Among the records below, find the lines that contain "comma" and copy each of them.
[Raw data — start]
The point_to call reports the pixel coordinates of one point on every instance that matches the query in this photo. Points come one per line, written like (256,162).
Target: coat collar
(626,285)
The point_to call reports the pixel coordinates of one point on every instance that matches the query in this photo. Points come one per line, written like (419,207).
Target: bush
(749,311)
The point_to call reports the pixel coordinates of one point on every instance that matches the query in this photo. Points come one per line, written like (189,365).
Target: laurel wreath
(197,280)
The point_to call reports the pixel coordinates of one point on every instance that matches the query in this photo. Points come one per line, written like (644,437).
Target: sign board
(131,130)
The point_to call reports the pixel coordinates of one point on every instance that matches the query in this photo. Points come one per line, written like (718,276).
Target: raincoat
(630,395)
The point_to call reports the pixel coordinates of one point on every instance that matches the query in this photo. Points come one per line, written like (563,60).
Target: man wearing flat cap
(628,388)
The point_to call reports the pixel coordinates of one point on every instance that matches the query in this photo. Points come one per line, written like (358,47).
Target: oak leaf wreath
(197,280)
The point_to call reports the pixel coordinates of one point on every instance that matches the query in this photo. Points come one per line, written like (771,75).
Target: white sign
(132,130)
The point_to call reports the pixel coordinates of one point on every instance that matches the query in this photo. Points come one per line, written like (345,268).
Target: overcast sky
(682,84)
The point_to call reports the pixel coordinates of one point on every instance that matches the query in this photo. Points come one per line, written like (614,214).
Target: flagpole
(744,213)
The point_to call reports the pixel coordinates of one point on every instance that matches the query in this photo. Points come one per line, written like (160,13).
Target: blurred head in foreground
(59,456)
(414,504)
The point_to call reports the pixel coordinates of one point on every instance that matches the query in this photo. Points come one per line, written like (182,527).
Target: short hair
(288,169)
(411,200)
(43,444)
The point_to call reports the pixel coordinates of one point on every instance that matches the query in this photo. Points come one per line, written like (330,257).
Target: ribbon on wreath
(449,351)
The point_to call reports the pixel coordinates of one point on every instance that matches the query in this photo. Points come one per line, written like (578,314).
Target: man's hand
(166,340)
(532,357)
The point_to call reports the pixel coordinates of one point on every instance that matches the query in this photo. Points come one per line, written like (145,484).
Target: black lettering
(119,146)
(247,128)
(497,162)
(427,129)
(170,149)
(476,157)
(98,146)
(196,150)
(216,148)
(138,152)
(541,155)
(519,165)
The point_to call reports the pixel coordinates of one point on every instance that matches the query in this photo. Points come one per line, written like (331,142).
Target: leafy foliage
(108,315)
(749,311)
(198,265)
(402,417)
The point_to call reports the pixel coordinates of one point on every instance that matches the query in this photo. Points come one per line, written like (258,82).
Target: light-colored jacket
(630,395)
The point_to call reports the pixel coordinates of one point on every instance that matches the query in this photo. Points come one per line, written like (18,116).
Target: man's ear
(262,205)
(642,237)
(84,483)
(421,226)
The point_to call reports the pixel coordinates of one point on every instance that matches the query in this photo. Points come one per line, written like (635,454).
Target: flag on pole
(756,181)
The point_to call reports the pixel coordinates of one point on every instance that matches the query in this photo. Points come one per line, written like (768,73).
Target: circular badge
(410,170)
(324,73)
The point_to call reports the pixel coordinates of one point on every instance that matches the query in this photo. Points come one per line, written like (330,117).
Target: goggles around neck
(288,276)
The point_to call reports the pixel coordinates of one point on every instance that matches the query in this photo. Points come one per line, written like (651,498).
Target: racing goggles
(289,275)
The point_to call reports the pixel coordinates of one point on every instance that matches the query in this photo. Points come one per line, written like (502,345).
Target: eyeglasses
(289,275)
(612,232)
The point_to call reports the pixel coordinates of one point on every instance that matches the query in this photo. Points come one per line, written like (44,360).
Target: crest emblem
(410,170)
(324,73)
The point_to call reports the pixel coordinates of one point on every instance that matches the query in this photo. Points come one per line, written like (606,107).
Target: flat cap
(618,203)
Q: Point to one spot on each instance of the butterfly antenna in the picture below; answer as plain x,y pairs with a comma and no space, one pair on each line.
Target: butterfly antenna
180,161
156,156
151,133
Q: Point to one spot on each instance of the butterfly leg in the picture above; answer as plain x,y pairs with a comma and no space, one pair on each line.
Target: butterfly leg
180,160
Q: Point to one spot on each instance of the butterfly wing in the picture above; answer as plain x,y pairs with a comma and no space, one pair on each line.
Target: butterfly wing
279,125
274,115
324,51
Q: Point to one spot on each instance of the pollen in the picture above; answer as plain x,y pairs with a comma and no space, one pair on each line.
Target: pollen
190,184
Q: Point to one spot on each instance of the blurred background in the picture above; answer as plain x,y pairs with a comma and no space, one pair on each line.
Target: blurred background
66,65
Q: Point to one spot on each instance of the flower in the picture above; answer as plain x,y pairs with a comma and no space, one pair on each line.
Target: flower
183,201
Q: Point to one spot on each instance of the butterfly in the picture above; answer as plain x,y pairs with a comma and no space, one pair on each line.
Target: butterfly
[Raw data — finish]
▶ _Result below_
Q: Point to one spot on each instance of the butterfly antenna in the picture below; answer as plain x,y pairs with a comma and no space, one pair on each line.
Q: Point to one spot on each instance of the butterfly leg in the picture above; answer as plain x,y pairs with a comma and no space, one pair on each line.
Q: Point to one spot on each instance of the butterfly wing in the picture above; answer as plain x,y pairs with a comma and no space, one pair on each line.
Q: Point to one spot on each instance of the pollen in the picture above; answer as plain x,y pairs with a comma and no space, one pair on each line.
Q: Point to one spot on each instance of the blurred background in the picture above; answer as plain x,y pairs with a comma and no space, one pair on each line.
Q: Point to one spot on each instance of the flower in the picture above; answer as plain x,y pairs with a comma and no space, one pair on each line.
Q: Point to one spot on each instance of the butterfly in the picture above; answer as plain x,y pairs with a comma and no space, one pair on each line.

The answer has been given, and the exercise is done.